Would you return the lines below verbatim, from the start of the records up to and including the line that contains "column 322, row 450", omitting the pictures?

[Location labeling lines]
-- Begin --
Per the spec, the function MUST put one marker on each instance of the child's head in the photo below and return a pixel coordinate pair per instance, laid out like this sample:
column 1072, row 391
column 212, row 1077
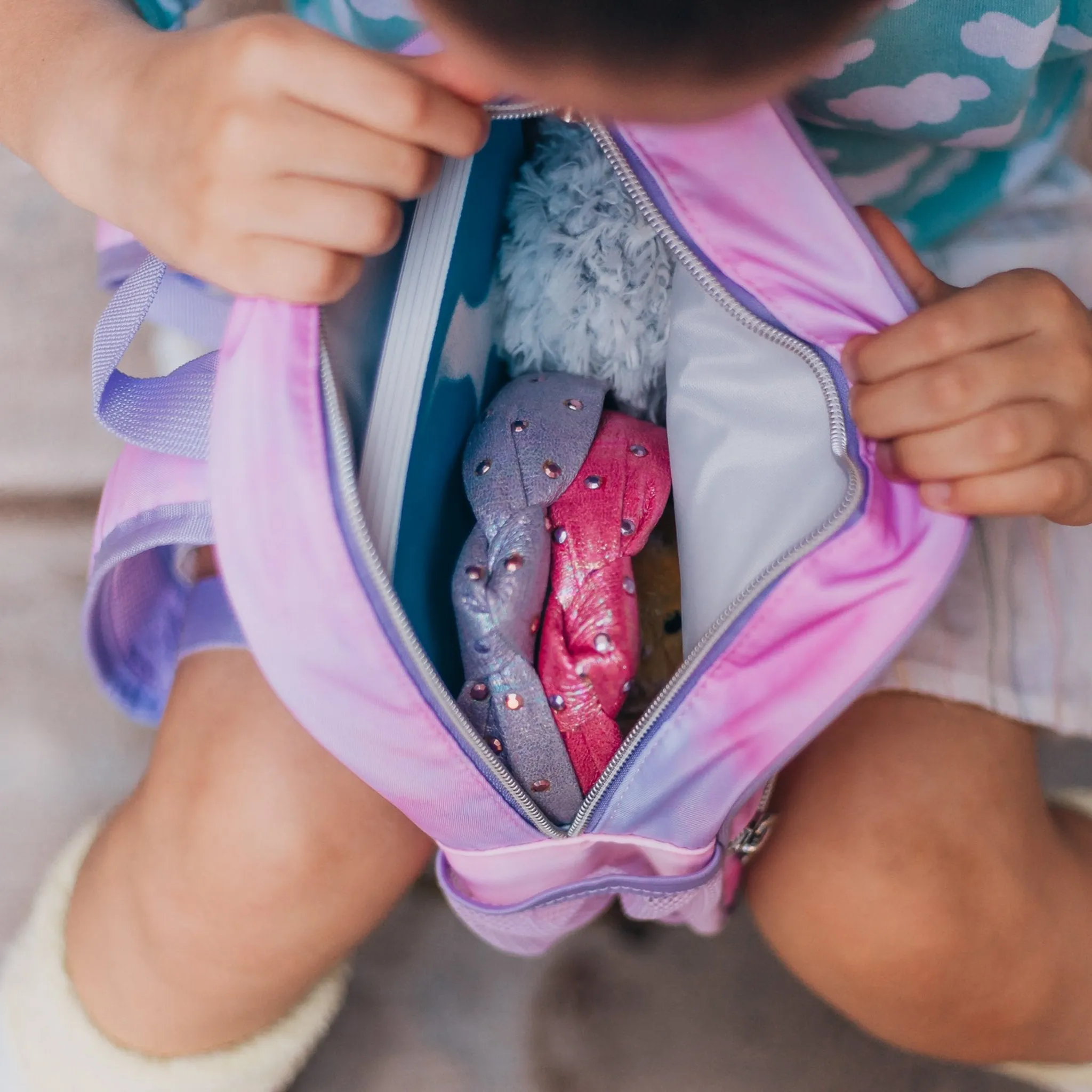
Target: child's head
column 657, row 59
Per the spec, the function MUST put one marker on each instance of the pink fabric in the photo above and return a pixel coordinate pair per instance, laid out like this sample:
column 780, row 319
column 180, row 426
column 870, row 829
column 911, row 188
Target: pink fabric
column 141, row 481
column 770, row 223
column 821, row 636
column 107, row 235
column 300, row 599
column 591, row 636
column 738, row 190
column 508, row 876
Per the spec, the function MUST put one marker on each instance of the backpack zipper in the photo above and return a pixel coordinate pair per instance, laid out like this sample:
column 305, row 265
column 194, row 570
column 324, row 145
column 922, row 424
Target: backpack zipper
column 752, row 837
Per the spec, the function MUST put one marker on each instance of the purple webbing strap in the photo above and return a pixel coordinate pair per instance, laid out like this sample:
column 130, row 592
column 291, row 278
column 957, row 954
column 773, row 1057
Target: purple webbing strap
column 210, row 621
column 168, row 414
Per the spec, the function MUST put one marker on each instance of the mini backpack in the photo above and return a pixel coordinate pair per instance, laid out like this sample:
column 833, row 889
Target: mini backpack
column 322, row 450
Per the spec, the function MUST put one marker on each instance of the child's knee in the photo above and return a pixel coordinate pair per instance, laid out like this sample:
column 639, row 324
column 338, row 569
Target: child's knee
column 913, row 924
column 245, row 818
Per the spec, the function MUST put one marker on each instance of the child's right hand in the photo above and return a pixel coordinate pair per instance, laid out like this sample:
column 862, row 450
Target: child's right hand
column 264, row 155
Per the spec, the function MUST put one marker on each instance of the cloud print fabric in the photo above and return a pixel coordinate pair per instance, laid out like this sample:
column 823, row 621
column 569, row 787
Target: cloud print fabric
column 936, row 109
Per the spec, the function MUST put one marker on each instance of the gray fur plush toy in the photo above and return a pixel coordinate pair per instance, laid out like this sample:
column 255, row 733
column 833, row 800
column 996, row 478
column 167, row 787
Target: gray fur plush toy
column 583, row 280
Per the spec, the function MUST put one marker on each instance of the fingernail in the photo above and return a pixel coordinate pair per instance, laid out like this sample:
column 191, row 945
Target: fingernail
column 937, row 495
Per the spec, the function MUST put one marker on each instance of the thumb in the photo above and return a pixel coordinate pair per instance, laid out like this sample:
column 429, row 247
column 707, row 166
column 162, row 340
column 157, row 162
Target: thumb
column 925, row 286
column 446, row 71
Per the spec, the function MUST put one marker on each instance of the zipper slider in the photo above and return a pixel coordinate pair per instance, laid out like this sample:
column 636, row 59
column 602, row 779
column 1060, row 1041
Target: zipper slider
column 753, row 837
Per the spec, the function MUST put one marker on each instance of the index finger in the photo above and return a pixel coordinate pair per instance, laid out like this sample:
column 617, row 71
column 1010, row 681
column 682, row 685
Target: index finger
column 992, row 314
column 386, row 95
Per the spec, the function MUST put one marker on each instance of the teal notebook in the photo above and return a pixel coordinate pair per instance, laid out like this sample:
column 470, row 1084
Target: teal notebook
column 412, row 350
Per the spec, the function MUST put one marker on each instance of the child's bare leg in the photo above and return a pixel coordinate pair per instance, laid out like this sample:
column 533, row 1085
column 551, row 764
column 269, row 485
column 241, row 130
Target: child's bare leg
column 244, row 868
column 919, row 882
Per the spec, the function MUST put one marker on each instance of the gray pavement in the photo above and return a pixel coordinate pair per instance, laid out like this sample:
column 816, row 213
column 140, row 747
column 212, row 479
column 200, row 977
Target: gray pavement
column 431, row 1008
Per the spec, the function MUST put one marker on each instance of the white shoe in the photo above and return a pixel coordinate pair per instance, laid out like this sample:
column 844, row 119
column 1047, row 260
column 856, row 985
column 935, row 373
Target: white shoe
column 49, row 1043
column 1059, row 1078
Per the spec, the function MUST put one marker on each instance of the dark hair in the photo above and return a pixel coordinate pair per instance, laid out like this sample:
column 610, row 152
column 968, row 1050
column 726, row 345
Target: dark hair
column 710, row 37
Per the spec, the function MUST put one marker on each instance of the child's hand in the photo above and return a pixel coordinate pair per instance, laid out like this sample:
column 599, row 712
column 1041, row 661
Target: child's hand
column 264, row 155
column 984, row 396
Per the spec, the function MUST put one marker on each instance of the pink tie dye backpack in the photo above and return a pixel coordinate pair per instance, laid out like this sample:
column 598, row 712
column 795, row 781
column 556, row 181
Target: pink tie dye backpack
column 320, row 450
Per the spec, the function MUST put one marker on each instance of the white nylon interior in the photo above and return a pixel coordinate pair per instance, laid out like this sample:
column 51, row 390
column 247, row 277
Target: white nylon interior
column 753, row 467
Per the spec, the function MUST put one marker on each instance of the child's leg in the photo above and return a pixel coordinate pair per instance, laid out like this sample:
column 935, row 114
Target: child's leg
column 919, row 882
column 243, row 869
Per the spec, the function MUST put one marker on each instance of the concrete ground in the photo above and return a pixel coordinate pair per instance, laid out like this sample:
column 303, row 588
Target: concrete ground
column 431, row 1008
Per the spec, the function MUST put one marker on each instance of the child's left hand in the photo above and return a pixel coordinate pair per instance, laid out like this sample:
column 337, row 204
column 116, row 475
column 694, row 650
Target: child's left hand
column 985, row 396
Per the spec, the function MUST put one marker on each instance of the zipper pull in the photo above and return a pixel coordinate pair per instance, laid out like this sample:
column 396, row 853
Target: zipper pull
column 753, row 837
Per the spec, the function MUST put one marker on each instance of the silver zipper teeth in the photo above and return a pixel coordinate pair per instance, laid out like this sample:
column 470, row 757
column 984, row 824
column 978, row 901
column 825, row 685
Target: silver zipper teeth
column 761, row 815
column 839, row 441
column 347, row 484
column 518, row 111
column 350, row 497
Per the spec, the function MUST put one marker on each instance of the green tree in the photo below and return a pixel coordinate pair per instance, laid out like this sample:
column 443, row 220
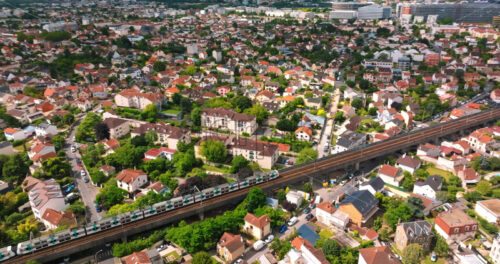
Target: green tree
column 56, row 168
column 484, row 187
column 15, row 169
column 440, row 247
column 417, row 206
column 255, row 199
column 412, row 254
column 214, row 151
column 110, row 195
column 357, row 103
column 101, row 131
column 239, row 162
column 190, row 70
column 202, row 257
column 240, row 103
column 196, row 116
column 306, row 154
column 281, row 195
column 85, row 131
column 259, row 112
column 308, row 188
column 408, row 181
column 159, row 66
column 150, row 113
column 58, row 141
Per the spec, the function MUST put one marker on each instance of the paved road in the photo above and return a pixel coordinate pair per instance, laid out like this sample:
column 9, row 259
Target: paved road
column 253, row 255
column 87, row 190
column 329, row 125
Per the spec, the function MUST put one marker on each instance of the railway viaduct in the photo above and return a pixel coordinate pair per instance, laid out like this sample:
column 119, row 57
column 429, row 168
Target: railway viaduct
column 287, row 176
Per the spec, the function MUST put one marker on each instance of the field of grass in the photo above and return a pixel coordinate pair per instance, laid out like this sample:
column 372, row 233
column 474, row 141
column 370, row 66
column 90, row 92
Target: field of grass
column 172, row 256
column 213, row 168
column 440, row 172
column 171, row 111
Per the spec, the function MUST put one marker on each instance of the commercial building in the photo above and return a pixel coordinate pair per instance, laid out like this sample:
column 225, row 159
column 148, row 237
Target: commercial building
column 463, row 12
column 374, row 12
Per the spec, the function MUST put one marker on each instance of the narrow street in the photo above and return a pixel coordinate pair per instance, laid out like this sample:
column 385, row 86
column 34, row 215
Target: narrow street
column 87, row 190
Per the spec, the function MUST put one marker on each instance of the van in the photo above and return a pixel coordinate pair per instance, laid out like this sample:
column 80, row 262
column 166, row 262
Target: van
column 293, row 221
column 258, row 245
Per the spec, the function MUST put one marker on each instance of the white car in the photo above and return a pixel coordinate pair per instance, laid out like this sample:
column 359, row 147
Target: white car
column 269, row 239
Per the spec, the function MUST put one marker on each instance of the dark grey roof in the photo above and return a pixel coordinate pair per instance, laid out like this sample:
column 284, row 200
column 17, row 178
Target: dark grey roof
column 377, row 183
column 417, row 228
column 433, row 181
column 363, row 200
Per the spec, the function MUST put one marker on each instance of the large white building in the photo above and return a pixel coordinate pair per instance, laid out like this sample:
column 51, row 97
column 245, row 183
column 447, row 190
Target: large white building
column 374, row 12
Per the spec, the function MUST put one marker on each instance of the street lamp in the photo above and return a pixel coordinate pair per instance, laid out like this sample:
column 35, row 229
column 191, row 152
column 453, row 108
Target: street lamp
column 95, row 256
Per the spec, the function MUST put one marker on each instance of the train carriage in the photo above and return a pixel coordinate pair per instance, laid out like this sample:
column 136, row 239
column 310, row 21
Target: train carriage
column 188, row 199
column 6, row 253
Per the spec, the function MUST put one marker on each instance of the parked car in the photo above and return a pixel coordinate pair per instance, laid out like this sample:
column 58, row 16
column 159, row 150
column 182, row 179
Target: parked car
column 269, row 239
column 293, row 221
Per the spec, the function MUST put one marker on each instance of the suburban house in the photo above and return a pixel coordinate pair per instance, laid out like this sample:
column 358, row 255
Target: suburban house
column 133, row 98
column 164, row 153
column 408, row 163
column 230, row 247
column 419, row 232
column 264, row 153
column 44, row 194
column 306, row 252
column 303, row 133
column 53, row 219
column 258, row 227
column 327, row 214
column 429, row 187
column 489, row 210
column 40, row 149
column 390, row 174
column 118, row 127
column 130, row 180
column 167, row 134
column 360, row 206
column 228, row 119
column 374, row 185
column 377, row 255
column 455, row 225
column 44, row 129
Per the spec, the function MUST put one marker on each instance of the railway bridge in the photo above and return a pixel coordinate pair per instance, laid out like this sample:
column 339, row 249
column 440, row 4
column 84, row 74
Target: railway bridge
column 287, row 176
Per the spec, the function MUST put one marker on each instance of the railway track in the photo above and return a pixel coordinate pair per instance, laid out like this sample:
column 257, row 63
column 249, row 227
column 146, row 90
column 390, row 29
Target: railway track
column 286, row 175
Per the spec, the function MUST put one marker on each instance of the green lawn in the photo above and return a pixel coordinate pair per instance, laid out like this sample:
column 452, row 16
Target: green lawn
column 213, row 168
column 326, row 233
column 440, row 172
column 172, row 256
column 171, row 111
column 428, row 261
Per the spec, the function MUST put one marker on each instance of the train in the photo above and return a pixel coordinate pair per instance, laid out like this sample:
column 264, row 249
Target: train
column 50, row 240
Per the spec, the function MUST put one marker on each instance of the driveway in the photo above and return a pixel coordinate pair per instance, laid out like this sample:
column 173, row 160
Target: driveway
column 87, row 191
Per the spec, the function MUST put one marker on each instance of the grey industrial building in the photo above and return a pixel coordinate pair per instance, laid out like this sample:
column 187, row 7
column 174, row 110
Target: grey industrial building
column 460, row 12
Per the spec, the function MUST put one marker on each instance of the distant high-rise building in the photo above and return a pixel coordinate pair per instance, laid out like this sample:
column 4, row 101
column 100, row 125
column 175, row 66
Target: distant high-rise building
column 462, row 12
column 374, row 12
column 352, row 6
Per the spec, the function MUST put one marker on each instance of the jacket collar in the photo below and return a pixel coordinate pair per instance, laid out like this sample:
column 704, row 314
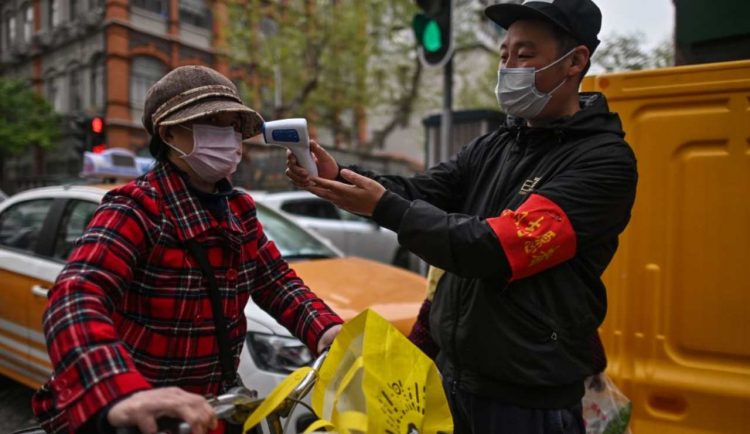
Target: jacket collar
column 184, row 209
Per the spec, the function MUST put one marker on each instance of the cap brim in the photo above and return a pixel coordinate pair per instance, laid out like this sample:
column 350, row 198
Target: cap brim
column 252, row 122
column 506, row 14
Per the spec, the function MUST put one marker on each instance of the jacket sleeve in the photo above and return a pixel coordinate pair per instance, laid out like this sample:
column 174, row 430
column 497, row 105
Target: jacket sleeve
column 91, row 365
column 281, row 293
column 590, row 199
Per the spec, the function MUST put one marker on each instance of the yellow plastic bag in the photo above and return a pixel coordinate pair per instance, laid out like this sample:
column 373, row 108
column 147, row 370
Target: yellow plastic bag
column 375, row 381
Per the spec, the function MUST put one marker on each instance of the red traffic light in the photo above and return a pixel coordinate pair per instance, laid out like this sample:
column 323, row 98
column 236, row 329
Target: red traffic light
column 97, row 125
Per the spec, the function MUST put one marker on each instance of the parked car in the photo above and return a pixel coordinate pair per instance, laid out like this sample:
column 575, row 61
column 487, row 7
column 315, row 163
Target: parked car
column 38, row 229
column 353, row 234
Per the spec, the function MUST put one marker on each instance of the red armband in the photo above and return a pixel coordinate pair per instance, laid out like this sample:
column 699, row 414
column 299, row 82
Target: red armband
column 535, row 237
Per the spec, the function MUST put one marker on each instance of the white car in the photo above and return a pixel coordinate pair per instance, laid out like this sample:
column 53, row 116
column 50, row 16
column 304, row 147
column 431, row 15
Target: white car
column 353, row 234
column 38, row 229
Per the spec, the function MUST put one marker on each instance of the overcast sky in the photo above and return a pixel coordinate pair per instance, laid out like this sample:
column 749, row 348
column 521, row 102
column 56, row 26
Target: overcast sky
column 654, row 18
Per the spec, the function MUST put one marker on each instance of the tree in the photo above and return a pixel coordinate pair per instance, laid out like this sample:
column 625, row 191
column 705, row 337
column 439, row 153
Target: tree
column 27, row 121
column 26, row 118
column 323, row 59
column 626, row 53
column 337, row 61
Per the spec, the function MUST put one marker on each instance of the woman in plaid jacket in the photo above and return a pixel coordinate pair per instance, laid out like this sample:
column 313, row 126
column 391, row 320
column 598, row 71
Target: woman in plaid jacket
column 129, row 324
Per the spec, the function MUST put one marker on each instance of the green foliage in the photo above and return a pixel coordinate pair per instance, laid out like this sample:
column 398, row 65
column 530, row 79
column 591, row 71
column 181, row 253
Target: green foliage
column 26, row 118
column 325, row 59
column 626, row 53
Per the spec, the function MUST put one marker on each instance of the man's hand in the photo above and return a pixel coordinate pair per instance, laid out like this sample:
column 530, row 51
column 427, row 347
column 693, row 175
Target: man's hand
column 143, row 408
column 327, row 166
column 360, row 197
column 328, row 337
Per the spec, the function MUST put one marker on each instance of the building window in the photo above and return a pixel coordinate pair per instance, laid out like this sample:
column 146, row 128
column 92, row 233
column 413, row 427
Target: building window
column 155, row 6
column 54, row 96
column 144, row 72
column 54, row 13
column 75, row 100
column 196, row 13
column 97, row 82
column 28, row 23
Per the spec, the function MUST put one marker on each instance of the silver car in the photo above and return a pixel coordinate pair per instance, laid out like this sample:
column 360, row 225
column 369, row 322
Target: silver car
column 353, row 234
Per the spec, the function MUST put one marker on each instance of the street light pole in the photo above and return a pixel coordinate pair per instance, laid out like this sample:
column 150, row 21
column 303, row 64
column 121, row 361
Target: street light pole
column 446, row 121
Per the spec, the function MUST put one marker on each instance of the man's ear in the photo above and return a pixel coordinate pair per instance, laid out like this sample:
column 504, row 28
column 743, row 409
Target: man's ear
column 579, row 60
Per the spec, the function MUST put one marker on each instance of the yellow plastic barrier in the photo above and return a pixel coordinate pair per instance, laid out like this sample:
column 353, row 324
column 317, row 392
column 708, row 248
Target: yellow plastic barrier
column 677, row 333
-- End --
* FINISHED ANSWER:
Per the spec, the function MUST put one marker on each instance of the child's head in the photo below and return a pixel coordinate pair per instance, laid out like this sample:
column 1072, row 391
column 212, row 1077
Target: child's head
column 657, row 59
Per the spec, the function MUST put one marker on each instance of the pink fabric in the photo above and return a pixel coordinate pair per instance, laid out like this sample:
column 780, row 319
column 180, row 426
column 870, row 829
column 911, row 188
Target: pink fabric
column 141, row 481
column 770, row 223
column 821, row 636
column 107, row 235
column 300, row 599
column 591, row 636
column 738, row 190
column 508, row 876
Per the spec, the function MUST put one marker on each instance of the backpack zipper in the photo above and return a pixel coordinate pair per instance, laid out like this sample:
column 305, row 265
column 194, row 570
column 324, row 145
column 922, row 424
Target: backpack zipper
column 752, row 837
Per the spec, the function MUST put one marker on each instance of the purple webbing strap in the photo above and return a pixel coordinate pair per instance, laid out like this sample:
column 130, row 592
column 291, row 278
column 957, row 954
column 773, row 1057
Target: purple webbing strap
column 210, row 621
column 168, row 414
Per the spec, the function MUST put one marker on each instance of the mini backpack in the photo above and return a pixel coordinate pair per instance, laid out like this sample:
column 833, row 889
Target: mini backpack
column 322, row 450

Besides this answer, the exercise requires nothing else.